Exercise requirements - Show all lines from the records below in which the string "purple" is present.

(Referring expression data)
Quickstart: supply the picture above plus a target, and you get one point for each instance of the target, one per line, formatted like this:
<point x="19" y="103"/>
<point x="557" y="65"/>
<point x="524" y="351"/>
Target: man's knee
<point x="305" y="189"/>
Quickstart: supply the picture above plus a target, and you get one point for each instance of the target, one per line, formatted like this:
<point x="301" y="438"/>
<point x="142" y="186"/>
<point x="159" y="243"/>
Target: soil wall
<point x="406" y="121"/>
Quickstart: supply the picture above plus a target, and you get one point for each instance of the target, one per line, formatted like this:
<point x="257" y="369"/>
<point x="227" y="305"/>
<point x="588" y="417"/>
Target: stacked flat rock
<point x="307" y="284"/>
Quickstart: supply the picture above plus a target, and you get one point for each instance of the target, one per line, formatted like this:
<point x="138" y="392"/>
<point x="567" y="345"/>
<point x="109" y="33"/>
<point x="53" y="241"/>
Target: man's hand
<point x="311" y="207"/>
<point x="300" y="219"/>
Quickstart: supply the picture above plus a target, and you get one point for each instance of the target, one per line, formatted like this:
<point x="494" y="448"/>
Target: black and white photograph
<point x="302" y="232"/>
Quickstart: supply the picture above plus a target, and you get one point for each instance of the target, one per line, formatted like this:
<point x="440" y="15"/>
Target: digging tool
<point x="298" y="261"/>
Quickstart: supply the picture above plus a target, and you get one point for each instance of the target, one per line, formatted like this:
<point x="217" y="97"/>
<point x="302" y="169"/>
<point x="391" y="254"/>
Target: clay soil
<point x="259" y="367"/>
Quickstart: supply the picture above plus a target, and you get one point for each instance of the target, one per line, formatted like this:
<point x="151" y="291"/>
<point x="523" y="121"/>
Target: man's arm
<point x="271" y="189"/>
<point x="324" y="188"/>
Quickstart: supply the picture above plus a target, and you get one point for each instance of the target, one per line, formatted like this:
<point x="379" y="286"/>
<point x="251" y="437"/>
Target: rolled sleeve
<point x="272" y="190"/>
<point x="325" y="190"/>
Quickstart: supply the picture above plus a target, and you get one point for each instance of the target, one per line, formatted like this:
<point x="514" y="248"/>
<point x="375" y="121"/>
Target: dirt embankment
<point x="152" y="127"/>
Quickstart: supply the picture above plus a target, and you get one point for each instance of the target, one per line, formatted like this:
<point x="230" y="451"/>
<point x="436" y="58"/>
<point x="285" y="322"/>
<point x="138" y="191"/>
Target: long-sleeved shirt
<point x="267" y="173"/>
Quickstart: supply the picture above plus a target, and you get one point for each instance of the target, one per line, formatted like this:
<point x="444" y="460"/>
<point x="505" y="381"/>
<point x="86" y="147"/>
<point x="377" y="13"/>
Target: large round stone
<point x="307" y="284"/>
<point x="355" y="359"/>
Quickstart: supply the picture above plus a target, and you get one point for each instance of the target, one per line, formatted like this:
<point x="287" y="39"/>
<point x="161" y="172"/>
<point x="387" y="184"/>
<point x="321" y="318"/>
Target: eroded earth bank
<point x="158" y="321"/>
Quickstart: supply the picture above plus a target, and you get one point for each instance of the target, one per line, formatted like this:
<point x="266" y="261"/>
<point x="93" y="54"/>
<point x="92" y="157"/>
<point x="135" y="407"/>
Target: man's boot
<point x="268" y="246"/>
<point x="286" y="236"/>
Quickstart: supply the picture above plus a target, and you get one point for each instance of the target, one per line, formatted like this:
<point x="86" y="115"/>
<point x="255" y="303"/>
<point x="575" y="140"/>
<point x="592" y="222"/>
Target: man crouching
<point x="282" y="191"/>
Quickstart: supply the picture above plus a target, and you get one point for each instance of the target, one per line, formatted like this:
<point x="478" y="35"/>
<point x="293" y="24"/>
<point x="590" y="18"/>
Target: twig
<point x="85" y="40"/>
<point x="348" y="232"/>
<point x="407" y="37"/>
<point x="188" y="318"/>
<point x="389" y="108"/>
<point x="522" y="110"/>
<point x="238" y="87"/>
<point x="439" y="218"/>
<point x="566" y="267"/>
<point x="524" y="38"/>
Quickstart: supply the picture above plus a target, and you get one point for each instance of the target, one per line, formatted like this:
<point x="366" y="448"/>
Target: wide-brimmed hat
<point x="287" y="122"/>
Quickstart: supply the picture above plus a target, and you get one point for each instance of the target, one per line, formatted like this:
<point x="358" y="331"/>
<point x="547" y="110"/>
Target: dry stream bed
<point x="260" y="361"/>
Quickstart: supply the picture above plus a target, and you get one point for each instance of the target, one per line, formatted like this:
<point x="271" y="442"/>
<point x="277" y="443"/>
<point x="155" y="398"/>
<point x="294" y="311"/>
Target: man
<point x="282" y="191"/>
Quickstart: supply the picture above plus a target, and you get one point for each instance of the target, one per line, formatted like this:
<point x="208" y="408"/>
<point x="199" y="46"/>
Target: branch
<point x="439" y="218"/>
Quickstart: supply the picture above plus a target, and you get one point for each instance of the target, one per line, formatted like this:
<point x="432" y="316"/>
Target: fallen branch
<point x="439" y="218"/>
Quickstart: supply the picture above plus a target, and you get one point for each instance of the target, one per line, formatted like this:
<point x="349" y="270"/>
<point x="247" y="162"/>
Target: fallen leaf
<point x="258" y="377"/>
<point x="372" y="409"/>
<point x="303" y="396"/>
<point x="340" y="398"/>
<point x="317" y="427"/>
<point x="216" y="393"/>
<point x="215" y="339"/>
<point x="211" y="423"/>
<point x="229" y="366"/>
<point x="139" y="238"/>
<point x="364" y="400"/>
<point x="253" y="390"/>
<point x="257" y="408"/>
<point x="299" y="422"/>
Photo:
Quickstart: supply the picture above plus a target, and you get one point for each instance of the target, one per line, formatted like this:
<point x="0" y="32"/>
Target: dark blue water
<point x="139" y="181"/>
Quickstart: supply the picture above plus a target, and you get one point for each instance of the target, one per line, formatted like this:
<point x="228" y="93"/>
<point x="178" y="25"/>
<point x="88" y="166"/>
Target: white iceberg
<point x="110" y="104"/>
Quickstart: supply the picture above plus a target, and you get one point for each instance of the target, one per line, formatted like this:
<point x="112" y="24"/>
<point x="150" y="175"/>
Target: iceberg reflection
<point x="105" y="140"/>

* * *

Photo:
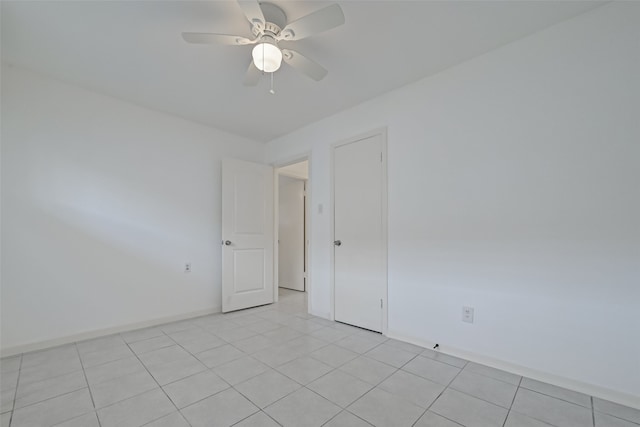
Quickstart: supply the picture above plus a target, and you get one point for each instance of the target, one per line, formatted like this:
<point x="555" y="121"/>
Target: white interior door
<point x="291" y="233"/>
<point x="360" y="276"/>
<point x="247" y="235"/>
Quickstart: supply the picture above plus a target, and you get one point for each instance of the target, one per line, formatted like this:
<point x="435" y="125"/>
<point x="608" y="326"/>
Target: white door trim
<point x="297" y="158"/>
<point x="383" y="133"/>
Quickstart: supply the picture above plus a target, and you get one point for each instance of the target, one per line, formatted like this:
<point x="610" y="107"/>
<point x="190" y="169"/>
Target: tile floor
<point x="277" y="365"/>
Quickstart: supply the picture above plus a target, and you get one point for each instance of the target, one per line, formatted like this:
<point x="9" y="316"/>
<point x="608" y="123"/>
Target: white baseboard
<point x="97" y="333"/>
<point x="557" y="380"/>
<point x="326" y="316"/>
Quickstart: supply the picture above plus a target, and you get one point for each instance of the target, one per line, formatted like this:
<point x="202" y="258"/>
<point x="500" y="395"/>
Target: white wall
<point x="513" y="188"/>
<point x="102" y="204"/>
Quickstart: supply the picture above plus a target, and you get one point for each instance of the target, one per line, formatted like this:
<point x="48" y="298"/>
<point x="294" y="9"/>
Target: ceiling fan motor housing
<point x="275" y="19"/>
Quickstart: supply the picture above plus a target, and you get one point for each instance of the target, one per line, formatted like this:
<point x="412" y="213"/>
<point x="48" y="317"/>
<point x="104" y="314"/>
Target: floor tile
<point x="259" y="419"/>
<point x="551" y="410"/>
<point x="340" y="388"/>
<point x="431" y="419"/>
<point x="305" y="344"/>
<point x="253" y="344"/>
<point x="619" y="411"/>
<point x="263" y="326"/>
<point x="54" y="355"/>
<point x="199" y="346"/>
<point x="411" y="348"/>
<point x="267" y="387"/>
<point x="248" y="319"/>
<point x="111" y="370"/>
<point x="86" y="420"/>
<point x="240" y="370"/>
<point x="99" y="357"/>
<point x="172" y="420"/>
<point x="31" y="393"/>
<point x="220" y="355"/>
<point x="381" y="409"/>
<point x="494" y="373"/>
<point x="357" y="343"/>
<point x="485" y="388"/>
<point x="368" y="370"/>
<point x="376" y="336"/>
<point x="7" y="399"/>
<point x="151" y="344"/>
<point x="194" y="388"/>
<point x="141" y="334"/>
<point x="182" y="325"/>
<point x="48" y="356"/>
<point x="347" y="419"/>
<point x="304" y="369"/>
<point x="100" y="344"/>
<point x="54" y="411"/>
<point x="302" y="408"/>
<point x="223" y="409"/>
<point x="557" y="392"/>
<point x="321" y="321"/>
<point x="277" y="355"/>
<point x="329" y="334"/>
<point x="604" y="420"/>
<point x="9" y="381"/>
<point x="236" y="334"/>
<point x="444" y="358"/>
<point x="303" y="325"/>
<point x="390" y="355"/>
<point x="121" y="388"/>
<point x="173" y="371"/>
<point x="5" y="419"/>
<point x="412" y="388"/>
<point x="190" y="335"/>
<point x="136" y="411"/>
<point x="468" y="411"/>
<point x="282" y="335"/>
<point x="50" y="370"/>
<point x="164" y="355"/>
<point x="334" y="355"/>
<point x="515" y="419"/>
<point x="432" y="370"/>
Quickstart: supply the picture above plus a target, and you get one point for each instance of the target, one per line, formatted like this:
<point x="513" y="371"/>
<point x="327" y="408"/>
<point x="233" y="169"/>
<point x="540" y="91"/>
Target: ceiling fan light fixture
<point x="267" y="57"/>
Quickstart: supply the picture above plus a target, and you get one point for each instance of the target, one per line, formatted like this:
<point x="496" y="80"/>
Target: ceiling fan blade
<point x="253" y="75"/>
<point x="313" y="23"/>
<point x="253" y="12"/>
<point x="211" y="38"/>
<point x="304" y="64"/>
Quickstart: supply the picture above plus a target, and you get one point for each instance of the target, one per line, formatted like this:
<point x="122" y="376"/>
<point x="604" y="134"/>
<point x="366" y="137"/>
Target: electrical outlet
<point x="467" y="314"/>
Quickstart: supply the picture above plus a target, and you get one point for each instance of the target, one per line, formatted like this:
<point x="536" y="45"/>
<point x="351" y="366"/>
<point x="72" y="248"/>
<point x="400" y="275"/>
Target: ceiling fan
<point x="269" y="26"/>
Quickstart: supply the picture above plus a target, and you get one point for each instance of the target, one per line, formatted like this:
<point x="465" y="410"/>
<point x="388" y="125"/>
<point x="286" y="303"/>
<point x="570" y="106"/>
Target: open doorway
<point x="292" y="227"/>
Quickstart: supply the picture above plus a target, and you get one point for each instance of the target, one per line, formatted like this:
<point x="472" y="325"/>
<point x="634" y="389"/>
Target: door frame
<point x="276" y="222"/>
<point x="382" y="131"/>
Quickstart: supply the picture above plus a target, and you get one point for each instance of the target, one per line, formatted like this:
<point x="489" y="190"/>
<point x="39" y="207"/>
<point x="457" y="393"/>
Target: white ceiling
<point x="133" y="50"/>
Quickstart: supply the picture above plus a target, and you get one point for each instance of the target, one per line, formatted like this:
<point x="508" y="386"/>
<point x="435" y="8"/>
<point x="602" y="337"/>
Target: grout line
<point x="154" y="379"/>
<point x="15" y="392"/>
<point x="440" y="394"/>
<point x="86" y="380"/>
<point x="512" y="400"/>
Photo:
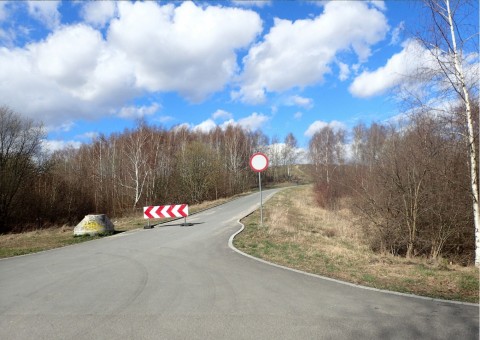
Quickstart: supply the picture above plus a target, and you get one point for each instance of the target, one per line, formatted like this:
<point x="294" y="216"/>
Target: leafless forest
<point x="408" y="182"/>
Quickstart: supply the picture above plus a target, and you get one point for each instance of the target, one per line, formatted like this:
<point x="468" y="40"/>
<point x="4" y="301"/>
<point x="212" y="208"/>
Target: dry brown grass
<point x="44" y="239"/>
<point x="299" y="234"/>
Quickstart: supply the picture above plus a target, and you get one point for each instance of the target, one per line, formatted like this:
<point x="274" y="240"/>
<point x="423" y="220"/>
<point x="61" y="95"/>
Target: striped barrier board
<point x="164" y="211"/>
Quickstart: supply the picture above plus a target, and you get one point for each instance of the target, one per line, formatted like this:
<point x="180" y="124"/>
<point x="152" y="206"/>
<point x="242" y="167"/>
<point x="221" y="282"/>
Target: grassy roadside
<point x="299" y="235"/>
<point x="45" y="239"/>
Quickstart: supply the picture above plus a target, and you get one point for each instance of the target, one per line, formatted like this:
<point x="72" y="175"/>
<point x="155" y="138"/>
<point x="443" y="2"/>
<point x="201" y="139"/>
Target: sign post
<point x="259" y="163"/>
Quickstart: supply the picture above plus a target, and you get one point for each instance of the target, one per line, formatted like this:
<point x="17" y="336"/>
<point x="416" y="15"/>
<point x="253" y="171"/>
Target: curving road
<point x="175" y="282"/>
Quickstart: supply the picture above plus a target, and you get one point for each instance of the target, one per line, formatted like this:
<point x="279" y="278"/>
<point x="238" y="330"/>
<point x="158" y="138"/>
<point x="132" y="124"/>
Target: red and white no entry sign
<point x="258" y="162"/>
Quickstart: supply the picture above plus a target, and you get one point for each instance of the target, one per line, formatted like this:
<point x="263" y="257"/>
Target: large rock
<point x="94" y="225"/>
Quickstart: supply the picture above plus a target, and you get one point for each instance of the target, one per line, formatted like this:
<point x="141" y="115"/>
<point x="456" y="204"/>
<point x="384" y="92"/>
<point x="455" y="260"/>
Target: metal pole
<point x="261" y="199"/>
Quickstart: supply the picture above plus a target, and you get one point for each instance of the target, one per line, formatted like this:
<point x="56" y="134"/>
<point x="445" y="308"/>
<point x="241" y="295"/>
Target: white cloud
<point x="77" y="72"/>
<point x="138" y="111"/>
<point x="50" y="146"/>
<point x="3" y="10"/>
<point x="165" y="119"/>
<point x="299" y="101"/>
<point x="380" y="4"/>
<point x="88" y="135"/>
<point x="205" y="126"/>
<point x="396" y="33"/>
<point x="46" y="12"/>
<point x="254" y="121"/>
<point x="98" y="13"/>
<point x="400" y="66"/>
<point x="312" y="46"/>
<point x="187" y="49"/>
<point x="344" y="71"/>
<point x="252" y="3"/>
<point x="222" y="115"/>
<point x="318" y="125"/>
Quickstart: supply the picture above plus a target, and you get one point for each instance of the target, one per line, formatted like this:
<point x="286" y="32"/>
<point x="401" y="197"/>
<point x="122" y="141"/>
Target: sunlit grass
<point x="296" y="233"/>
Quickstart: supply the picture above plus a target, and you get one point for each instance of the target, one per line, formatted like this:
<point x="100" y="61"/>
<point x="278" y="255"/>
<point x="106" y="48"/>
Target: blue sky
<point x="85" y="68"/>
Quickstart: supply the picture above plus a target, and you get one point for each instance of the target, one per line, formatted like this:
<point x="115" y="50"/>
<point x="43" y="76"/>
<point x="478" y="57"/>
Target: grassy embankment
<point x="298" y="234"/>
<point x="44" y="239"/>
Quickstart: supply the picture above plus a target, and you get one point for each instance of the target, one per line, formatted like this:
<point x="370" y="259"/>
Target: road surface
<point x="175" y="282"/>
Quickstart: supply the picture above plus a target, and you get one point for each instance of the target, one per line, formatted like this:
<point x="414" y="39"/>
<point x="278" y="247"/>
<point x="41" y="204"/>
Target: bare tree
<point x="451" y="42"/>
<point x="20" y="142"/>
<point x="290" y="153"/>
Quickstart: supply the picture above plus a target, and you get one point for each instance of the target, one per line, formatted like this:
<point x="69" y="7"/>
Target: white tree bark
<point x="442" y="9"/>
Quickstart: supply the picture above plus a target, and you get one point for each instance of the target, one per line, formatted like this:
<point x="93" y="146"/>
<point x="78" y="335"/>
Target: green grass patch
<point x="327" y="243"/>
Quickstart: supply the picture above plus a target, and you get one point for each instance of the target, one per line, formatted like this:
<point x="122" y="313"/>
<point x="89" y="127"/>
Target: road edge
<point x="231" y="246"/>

* * *

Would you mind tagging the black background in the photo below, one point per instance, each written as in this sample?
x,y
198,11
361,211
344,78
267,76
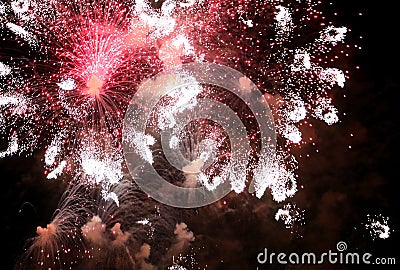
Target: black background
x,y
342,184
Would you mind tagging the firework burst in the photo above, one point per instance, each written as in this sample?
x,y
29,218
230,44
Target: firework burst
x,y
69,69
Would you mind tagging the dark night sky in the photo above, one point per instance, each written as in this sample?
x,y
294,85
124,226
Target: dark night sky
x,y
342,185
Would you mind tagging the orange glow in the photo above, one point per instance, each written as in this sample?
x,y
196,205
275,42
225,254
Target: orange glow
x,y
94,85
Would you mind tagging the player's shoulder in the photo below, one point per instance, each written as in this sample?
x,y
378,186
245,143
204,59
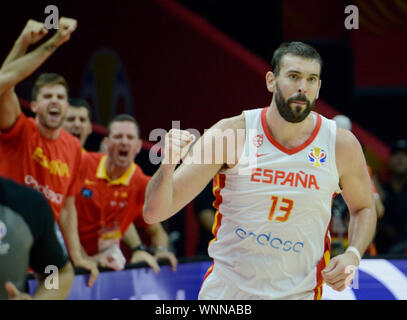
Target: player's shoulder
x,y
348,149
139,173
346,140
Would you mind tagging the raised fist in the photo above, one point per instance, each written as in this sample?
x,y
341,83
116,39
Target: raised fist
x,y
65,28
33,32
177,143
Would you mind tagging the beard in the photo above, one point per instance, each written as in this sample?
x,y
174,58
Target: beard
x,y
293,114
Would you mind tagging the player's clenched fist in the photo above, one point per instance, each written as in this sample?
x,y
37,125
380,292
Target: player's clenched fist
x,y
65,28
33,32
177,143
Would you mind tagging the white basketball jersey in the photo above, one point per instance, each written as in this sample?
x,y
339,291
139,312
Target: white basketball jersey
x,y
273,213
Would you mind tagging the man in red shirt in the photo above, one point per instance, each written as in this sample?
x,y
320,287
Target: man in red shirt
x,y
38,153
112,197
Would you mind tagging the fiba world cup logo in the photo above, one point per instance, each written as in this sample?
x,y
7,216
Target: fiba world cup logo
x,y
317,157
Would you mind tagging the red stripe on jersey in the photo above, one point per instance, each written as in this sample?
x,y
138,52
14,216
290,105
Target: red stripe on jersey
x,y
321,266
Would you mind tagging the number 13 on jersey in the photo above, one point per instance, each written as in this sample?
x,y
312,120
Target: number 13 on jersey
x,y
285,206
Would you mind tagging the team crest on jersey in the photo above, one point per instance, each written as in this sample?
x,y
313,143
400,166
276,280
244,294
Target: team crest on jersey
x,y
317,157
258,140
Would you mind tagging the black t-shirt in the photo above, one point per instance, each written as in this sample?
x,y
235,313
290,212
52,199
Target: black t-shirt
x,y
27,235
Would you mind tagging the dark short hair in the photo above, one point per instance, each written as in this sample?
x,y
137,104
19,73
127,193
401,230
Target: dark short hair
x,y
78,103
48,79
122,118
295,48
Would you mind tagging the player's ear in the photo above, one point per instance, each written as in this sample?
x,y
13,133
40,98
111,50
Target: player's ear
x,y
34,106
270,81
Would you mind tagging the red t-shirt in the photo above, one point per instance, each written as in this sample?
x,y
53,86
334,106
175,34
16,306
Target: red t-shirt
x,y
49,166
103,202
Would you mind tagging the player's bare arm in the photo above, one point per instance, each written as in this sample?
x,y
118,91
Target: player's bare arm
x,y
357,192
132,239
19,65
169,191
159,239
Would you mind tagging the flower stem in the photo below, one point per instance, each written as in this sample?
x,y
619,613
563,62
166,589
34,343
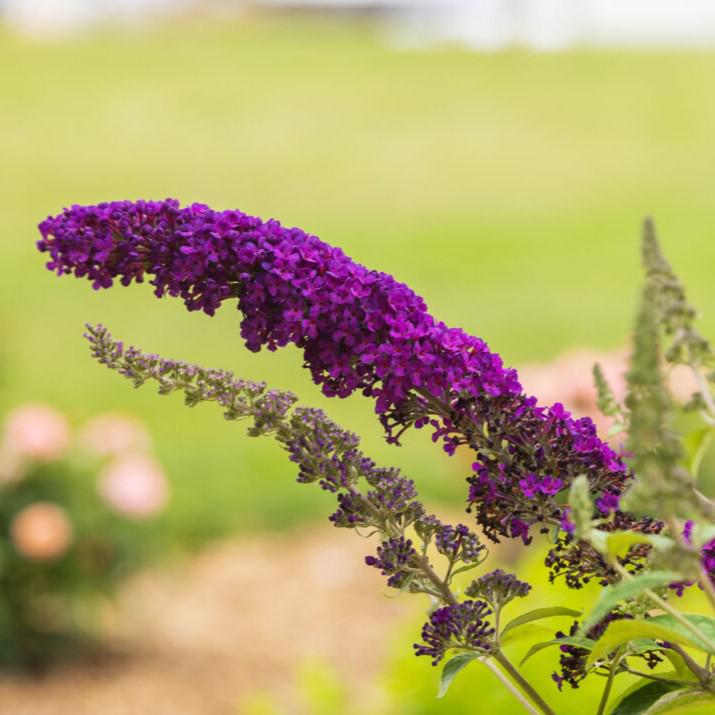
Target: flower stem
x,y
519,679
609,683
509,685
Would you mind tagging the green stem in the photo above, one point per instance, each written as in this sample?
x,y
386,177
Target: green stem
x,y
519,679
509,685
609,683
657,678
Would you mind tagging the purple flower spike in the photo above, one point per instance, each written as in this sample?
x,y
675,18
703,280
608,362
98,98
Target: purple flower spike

Task response -
Would you mind tagging the purple flower spike in the photo above, one point per instance, each written as in this sample?
Target: purple flower spike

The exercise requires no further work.